▸ Exercise prompt: Wherever the word "bowl" appears in a line of the records, copy that line.
##########
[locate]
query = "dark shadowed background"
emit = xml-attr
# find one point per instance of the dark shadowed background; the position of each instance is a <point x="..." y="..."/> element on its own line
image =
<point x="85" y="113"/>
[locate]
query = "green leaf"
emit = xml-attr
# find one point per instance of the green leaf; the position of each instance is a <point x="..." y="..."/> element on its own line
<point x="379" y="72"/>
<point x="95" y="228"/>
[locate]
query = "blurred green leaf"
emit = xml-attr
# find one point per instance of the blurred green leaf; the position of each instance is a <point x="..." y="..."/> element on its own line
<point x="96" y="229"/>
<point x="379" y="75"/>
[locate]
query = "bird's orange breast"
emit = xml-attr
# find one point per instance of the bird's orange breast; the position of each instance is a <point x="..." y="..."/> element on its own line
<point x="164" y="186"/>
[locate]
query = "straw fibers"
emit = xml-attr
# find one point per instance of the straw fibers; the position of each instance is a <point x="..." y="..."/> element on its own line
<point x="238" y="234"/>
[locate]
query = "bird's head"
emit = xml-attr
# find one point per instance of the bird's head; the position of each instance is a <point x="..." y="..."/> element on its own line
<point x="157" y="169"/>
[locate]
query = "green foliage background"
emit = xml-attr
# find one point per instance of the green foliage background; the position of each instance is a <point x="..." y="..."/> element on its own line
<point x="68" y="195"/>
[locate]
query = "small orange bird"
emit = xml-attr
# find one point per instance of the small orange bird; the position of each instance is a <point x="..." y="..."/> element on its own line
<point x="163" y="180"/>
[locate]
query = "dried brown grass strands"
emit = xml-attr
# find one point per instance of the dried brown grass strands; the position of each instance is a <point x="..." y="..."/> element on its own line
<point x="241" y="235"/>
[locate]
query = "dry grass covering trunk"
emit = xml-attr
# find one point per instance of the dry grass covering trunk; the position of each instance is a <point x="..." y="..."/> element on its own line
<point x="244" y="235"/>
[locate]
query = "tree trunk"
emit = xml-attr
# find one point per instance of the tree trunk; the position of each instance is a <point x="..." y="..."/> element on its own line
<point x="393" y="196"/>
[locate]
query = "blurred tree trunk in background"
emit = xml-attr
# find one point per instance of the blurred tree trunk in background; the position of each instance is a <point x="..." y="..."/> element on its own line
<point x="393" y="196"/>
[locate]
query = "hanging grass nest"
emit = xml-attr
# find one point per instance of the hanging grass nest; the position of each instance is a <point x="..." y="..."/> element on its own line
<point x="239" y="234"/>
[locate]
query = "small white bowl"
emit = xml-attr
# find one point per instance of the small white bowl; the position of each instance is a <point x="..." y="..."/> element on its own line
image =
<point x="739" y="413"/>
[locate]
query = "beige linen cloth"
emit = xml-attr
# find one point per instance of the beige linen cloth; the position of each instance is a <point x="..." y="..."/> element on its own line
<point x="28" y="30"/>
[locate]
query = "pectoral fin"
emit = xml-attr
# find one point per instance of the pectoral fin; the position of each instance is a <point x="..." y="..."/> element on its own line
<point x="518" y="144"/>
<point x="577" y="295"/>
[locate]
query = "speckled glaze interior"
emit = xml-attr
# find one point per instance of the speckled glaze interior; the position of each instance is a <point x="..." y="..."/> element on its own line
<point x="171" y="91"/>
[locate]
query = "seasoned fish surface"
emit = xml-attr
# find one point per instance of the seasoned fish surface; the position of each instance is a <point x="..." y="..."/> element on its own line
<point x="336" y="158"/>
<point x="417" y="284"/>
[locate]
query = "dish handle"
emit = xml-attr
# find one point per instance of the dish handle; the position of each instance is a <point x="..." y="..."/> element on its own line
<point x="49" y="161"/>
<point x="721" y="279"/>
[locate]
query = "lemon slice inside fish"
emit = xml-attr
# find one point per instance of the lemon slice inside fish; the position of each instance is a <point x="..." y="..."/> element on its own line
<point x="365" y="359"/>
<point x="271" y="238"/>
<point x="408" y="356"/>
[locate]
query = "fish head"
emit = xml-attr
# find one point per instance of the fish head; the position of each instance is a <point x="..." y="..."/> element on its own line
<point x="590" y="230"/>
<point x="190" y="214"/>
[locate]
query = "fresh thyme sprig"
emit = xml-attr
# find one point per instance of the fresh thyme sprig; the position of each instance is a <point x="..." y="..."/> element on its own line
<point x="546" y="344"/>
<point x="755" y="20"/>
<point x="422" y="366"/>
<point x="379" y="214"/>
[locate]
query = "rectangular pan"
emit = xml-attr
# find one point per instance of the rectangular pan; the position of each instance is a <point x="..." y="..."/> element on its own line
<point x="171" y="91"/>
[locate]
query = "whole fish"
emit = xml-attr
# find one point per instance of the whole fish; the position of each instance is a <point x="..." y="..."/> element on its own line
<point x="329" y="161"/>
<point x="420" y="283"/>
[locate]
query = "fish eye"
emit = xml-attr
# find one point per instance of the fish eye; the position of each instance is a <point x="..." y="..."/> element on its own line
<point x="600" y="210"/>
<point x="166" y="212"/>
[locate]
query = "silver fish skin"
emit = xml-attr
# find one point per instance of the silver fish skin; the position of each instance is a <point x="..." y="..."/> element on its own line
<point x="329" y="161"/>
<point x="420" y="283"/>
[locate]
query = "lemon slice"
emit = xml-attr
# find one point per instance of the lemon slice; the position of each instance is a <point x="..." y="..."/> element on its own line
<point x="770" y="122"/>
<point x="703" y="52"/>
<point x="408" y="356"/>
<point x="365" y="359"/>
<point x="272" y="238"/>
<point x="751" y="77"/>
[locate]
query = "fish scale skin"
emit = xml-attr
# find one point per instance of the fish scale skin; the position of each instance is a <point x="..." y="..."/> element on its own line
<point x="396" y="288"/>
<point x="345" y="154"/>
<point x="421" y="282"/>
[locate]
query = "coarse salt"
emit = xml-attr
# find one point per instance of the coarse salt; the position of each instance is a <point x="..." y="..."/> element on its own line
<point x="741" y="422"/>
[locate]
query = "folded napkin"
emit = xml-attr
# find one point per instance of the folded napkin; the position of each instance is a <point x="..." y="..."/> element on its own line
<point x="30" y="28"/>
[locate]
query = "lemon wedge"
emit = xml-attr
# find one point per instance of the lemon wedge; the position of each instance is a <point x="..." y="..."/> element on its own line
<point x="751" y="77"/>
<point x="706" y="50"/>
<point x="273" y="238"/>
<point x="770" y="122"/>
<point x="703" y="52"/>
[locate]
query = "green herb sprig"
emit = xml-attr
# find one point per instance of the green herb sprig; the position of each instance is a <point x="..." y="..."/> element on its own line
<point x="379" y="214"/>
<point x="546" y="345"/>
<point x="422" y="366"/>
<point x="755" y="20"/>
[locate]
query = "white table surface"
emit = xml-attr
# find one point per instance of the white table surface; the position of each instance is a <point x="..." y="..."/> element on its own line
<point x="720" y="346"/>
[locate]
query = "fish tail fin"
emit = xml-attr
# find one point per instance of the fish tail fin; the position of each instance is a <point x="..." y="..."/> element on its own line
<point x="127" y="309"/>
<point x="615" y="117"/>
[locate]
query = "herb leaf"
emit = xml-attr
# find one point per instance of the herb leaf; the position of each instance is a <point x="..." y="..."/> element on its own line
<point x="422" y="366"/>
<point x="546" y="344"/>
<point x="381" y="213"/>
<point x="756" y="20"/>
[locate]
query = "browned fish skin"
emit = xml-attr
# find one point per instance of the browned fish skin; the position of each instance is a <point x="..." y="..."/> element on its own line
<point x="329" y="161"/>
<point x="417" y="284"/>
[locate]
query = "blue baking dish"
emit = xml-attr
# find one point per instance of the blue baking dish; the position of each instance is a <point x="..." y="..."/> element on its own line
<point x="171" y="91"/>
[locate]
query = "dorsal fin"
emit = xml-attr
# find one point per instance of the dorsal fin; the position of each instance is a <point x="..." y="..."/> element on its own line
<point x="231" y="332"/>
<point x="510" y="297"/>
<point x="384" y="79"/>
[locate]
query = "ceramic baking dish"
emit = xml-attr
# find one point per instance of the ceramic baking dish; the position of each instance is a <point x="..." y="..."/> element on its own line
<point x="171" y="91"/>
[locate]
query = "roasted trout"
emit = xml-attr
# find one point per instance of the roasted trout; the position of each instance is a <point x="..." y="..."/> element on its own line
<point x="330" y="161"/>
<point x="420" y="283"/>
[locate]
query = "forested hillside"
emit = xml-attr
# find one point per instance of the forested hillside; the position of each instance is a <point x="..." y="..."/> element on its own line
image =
##########
▸ Your response:
query = "small white bowl"
# find one point per instance of the small white bowl; the position of each instance is a <point x="..." y="..."/> element on its own line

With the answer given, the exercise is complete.